Work required >> Begin with the line containing "yellow metal frame" and end with the last line of the data below; return those lines exactly, and only those.

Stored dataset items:
==*==

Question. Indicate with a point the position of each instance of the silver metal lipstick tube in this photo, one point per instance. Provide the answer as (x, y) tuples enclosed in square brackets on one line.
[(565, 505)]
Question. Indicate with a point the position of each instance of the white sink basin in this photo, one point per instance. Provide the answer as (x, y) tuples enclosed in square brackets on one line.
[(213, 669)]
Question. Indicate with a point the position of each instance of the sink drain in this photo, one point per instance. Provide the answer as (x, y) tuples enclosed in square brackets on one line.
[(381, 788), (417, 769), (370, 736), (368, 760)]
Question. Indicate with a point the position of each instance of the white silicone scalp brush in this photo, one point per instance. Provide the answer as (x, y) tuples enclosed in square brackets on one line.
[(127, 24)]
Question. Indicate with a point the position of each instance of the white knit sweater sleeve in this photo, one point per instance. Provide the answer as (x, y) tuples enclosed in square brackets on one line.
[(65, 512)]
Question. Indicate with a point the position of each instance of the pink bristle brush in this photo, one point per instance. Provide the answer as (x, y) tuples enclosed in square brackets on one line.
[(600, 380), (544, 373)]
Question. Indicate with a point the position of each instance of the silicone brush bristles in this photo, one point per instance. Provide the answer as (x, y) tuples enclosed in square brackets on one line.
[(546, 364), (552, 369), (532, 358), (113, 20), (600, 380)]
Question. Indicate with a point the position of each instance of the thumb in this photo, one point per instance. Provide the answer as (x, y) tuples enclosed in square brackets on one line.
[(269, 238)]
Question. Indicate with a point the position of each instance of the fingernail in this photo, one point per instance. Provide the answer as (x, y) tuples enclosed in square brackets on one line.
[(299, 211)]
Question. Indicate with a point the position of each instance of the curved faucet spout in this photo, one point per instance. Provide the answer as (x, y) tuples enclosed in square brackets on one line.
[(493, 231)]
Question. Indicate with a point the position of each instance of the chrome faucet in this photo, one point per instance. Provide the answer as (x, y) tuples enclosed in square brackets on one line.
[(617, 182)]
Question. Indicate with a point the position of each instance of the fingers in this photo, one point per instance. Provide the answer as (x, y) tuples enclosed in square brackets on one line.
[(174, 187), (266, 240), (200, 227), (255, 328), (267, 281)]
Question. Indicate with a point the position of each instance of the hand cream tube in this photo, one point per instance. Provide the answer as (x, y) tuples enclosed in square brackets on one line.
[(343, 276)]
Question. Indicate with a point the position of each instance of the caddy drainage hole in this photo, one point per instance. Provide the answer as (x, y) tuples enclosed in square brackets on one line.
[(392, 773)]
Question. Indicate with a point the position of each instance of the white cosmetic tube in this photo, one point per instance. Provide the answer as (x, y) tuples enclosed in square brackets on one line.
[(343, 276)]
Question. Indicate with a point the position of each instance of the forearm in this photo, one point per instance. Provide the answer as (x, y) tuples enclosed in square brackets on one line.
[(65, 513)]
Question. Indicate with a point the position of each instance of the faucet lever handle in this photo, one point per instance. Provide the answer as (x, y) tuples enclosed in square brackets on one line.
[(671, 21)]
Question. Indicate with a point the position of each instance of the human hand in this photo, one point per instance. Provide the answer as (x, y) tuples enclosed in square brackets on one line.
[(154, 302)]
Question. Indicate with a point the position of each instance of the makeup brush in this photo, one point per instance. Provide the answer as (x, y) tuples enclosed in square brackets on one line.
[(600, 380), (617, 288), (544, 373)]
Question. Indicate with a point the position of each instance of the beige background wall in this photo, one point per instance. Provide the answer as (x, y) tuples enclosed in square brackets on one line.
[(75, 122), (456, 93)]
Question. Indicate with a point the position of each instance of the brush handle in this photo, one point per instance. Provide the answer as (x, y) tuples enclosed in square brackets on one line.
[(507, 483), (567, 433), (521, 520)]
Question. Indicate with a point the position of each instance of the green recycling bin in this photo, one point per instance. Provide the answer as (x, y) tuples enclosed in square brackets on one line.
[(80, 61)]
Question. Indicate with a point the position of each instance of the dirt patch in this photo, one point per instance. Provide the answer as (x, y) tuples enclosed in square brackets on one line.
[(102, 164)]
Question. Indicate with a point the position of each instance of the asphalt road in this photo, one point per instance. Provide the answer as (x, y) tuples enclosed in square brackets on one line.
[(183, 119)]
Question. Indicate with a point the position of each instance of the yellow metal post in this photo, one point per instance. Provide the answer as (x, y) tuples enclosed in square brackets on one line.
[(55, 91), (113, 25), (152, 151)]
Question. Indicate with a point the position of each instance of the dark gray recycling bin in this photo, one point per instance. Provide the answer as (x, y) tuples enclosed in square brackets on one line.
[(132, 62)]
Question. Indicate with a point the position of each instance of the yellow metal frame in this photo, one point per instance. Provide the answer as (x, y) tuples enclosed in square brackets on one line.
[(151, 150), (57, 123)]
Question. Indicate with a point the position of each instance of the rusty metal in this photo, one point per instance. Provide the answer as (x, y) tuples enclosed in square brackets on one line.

==*==

Your response >>
Question. Indicate with a point the position of each instance of the yellow metal frame in this photo, one point per instance. Provide the answer as (x, y) tuples enclosed in square brackets on one line.
[(151, 150), (57, 123)]
Question. Indicate with a point the position of each instance of the rusty metal in this photo, one point per instance. Provide the answer as (x, y) tuples enclosed in square brackets on one line.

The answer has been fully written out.